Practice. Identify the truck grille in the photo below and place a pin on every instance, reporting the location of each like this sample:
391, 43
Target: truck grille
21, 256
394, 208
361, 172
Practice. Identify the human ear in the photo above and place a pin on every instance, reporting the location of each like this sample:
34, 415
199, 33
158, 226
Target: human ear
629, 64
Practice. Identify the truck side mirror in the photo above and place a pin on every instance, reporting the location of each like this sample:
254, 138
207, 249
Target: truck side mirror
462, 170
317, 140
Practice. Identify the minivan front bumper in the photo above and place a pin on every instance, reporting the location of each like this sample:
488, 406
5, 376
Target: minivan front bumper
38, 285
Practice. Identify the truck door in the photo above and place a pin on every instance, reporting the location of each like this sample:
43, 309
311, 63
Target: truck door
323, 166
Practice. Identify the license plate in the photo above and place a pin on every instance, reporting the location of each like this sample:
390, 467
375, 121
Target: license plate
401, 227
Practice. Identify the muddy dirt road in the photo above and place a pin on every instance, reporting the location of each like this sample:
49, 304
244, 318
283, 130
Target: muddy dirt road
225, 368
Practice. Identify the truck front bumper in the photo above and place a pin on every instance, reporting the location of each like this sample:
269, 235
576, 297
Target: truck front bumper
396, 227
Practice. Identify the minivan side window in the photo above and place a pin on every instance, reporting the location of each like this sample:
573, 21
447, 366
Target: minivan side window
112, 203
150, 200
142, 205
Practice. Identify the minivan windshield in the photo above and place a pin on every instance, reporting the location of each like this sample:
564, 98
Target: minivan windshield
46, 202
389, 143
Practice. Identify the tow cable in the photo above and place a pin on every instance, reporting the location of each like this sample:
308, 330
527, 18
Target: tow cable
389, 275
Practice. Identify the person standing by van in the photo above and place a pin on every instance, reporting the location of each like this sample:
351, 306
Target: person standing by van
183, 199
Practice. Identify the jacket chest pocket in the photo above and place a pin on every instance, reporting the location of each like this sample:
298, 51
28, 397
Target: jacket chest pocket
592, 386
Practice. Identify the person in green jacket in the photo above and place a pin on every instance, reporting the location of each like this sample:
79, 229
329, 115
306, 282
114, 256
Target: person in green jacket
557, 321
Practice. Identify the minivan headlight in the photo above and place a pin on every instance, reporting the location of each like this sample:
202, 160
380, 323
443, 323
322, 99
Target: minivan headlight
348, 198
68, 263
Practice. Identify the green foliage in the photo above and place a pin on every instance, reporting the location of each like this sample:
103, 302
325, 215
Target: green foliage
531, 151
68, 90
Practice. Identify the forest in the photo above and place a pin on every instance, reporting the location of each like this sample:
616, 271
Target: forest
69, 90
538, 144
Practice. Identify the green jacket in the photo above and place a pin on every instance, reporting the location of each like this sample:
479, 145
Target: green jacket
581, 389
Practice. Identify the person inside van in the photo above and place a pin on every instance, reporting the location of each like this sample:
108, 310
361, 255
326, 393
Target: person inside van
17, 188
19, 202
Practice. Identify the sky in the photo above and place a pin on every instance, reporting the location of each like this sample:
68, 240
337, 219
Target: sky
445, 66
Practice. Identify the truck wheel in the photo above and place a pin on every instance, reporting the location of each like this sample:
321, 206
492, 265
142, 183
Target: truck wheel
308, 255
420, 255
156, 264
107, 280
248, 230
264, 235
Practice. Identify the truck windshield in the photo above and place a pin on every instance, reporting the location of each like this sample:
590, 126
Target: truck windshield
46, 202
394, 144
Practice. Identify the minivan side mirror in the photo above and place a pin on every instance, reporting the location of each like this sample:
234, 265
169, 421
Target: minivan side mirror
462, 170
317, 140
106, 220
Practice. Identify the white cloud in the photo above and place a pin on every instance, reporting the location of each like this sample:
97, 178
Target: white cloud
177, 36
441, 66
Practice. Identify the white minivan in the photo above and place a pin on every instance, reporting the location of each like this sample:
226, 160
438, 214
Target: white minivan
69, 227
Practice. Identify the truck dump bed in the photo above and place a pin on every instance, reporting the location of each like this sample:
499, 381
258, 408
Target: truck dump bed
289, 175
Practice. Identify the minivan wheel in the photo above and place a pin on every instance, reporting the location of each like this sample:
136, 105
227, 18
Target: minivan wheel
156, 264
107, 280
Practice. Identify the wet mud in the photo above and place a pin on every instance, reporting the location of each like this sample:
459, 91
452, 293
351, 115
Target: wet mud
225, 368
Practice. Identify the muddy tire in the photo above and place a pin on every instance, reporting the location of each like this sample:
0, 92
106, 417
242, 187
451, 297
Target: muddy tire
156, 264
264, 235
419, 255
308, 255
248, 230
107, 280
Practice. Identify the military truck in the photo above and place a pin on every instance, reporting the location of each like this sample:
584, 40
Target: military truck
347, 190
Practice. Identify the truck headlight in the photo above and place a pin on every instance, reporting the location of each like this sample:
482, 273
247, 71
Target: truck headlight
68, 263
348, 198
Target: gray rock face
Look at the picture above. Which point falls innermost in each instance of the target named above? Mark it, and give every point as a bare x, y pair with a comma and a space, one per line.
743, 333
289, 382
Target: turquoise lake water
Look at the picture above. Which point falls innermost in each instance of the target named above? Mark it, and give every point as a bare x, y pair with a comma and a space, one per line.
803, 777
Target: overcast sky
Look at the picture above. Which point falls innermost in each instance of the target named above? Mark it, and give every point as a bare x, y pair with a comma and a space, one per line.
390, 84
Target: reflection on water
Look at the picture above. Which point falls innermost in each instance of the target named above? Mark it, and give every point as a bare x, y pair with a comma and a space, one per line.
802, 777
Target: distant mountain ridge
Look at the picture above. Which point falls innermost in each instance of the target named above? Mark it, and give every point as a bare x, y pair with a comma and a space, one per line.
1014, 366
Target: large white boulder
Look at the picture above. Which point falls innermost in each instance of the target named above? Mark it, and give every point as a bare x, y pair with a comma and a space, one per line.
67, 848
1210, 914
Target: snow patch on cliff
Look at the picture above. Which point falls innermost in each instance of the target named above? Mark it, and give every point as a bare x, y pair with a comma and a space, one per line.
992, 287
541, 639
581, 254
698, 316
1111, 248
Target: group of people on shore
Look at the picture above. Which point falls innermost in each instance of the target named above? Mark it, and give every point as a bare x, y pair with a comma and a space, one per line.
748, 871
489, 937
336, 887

=-=-=-=-=

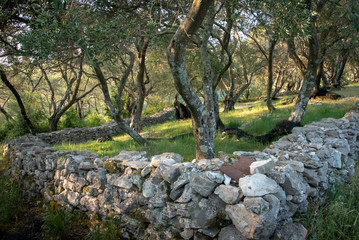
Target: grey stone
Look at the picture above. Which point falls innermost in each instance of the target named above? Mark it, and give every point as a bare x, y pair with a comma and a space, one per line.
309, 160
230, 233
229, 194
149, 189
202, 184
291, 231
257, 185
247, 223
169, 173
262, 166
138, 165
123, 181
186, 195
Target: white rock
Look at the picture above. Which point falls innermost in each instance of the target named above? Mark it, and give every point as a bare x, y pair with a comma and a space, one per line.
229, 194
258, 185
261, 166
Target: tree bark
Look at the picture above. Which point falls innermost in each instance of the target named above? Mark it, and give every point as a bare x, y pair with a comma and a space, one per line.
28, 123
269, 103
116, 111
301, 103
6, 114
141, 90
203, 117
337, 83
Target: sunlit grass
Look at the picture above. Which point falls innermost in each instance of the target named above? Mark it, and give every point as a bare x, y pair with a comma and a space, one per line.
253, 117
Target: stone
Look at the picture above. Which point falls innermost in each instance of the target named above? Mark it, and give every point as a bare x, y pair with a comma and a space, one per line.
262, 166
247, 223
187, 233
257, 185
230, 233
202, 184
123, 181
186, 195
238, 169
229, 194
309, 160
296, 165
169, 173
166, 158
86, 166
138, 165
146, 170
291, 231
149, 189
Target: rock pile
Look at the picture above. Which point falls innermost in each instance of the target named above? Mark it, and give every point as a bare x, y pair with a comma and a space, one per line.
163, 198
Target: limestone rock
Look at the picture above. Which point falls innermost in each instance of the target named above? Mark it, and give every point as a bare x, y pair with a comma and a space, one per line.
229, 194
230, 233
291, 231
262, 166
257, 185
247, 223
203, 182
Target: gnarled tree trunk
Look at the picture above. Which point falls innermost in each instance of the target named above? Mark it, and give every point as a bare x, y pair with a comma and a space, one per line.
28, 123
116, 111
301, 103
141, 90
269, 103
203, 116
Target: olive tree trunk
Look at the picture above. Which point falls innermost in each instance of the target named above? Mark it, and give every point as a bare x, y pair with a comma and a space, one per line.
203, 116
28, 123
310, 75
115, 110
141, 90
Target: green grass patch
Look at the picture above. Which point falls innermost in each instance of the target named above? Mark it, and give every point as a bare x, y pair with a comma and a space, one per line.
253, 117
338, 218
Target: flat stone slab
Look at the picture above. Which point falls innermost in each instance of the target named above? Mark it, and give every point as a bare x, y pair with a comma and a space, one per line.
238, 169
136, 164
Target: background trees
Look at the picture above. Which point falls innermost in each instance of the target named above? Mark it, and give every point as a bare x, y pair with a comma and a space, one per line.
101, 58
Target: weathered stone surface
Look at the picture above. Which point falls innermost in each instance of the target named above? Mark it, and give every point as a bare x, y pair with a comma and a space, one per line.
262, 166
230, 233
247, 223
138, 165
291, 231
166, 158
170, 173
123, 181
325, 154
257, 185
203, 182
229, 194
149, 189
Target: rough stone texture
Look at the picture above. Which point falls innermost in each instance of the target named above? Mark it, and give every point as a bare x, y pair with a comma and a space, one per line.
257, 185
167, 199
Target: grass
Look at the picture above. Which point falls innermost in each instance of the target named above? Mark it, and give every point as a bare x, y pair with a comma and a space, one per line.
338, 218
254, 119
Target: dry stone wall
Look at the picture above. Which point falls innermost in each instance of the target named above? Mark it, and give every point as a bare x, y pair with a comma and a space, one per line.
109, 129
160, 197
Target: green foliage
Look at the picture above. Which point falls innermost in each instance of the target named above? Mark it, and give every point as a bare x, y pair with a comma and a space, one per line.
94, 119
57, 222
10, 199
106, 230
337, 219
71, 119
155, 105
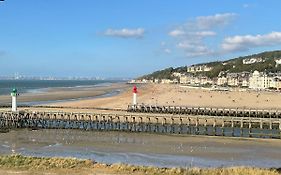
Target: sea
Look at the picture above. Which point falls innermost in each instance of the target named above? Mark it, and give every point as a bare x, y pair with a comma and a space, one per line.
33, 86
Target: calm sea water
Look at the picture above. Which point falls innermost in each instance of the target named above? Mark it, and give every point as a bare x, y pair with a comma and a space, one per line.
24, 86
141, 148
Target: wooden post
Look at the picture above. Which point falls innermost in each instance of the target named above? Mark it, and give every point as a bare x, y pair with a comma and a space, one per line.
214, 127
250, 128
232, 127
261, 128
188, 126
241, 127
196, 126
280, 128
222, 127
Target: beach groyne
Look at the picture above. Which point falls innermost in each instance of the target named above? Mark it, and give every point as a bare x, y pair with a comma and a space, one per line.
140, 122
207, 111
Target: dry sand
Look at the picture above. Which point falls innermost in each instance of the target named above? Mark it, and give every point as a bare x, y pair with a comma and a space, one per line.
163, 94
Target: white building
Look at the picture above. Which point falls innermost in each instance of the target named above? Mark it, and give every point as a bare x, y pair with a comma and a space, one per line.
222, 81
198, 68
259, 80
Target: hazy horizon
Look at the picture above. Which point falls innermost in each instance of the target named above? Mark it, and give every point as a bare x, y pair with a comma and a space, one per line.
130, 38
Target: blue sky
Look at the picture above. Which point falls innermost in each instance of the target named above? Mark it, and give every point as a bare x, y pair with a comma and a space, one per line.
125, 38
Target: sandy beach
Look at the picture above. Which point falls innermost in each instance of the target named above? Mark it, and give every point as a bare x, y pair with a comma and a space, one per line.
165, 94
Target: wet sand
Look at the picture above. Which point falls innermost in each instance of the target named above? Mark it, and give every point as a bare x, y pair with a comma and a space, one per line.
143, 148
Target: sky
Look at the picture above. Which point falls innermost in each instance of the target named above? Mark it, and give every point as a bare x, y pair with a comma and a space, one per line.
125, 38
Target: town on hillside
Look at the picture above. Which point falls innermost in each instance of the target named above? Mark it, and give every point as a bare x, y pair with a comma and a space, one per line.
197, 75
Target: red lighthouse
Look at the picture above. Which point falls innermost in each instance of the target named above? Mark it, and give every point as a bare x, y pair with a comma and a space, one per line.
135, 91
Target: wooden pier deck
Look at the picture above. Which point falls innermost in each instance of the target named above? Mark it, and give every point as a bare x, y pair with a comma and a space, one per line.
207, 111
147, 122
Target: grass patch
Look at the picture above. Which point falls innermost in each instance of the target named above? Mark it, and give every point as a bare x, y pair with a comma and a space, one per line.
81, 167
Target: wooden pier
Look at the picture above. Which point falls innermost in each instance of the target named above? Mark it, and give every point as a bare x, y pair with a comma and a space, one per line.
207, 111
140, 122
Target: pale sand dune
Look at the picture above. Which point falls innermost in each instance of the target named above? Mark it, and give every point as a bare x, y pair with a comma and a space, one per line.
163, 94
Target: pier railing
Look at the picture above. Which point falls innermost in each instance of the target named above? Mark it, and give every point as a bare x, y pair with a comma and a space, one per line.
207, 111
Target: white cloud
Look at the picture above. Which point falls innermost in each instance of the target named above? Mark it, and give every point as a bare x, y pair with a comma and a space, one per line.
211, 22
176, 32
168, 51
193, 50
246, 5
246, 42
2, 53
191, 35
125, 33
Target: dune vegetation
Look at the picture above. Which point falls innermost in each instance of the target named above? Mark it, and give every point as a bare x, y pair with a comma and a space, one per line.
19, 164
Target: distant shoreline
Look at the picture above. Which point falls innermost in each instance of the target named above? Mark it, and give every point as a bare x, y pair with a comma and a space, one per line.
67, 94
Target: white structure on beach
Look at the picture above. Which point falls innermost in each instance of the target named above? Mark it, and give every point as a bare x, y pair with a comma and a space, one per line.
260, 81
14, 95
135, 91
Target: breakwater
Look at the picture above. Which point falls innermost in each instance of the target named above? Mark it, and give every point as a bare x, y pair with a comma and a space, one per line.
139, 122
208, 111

=-=-=-=-=

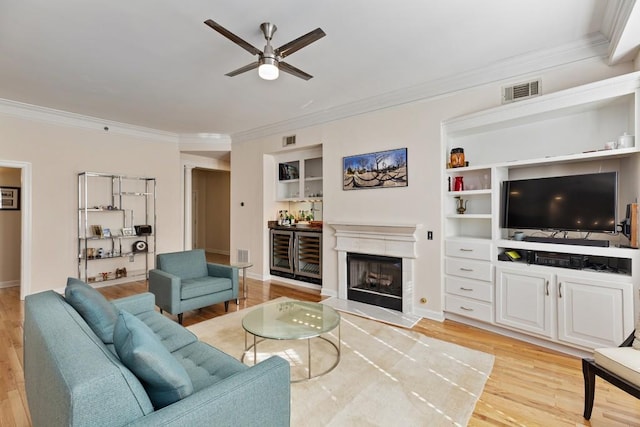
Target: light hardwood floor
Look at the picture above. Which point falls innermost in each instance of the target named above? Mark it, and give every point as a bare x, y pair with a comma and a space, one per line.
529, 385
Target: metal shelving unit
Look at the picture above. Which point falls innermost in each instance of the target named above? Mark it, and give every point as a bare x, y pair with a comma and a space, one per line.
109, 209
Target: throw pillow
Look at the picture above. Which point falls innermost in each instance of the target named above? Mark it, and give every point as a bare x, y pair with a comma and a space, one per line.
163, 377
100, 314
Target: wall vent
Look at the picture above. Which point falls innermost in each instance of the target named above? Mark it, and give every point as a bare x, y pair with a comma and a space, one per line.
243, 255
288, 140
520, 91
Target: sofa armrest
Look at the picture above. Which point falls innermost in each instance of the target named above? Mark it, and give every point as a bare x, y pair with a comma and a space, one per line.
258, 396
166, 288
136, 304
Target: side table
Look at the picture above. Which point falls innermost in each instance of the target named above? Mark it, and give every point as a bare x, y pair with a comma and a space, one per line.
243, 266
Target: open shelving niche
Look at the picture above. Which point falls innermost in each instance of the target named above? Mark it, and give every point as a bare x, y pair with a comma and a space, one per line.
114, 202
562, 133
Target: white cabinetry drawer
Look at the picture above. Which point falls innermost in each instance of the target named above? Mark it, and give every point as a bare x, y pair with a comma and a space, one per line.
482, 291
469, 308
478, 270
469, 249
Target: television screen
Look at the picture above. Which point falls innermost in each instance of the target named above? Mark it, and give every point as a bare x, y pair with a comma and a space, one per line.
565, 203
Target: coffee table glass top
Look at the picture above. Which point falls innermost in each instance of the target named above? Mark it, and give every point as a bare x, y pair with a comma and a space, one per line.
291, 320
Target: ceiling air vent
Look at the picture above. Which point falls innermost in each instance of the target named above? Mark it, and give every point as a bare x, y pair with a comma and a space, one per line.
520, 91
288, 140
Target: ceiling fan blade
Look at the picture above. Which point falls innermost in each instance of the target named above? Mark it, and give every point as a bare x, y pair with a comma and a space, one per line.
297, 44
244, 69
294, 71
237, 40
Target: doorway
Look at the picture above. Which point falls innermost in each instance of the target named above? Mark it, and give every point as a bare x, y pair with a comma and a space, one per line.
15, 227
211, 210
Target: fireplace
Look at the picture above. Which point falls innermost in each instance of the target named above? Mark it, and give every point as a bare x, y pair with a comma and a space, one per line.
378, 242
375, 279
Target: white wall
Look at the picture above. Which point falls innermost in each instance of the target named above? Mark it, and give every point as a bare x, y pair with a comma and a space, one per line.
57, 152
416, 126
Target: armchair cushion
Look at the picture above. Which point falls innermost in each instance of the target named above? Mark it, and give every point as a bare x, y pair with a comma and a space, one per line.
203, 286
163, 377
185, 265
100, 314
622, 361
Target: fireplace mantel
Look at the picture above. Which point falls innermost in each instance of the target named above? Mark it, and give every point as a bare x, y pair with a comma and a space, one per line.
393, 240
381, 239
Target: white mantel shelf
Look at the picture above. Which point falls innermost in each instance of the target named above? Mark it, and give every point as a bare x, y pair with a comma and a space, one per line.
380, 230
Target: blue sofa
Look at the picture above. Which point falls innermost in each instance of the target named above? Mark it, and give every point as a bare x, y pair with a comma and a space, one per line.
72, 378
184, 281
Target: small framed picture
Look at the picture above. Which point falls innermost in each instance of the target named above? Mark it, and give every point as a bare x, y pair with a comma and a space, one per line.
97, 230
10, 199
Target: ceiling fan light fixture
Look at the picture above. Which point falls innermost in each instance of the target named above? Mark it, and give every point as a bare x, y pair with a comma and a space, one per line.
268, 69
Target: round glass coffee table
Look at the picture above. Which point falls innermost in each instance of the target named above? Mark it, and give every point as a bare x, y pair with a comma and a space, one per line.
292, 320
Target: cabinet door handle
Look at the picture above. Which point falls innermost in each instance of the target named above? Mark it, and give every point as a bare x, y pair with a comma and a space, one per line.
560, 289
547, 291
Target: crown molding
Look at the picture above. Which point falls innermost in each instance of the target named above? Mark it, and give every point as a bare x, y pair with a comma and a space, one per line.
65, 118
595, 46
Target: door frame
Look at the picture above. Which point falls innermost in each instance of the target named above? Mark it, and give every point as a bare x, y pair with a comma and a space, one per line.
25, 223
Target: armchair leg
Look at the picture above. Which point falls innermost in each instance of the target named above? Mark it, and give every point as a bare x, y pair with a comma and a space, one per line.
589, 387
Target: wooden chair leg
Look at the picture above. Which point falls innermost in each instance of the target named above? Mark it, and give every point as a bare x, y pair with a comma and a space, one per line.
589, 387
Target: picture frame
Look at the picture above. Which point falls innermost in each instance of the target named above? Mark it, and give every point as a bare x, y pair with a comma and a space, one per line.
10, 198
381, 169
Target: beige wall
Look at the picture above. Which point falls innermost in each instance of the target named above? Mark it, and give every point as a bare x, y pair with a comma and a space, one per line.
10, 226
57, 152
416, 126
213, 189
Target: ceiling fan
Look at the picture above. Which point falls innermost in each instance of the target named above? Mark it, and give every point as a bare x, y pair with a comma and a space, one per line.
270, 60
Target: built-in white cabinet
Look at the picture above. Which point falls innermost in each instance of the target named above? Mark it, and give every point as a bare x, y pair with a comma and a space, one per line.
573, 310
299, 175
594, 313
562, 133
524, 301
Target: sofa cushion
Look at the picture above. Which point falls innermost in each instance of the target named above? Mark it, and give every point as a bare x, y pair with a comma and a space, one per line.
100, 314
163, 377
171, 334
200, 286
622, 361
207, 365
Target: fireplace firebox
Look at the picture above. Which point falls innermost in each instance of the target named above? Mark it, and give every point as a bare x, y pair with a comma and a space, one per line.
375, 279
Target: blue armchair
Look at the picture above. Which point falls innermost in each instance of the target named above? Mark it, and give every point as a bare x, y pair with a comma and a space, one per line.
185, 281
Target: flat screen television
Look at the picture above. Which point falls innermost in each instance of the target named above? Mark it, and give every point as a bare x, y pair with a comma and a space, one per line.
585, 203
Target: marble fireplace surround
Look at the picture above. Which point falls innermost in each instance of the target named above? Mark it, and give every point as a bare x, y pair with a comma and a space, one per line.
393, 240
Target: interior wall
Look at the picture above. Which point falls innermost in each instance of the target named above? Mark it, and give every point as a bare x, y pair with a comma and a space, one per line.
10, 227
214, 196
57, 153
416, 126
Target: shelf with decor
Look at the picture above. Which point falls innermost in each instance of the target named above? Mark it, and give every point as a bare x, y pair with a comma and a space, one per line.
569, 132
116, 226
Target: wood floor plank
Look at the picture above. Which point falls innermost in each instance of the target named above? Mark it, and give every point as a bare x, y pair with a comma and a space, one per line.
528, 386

=-=-=-=-=

#### Task goal:
Find the word "ceiling" in the entries above, then copy each line that holds it.

#### Written response:
Target: ceiling air vent
Target: ceiling fan blade
Target: ceiling fan light fixture
Target: ceiling fan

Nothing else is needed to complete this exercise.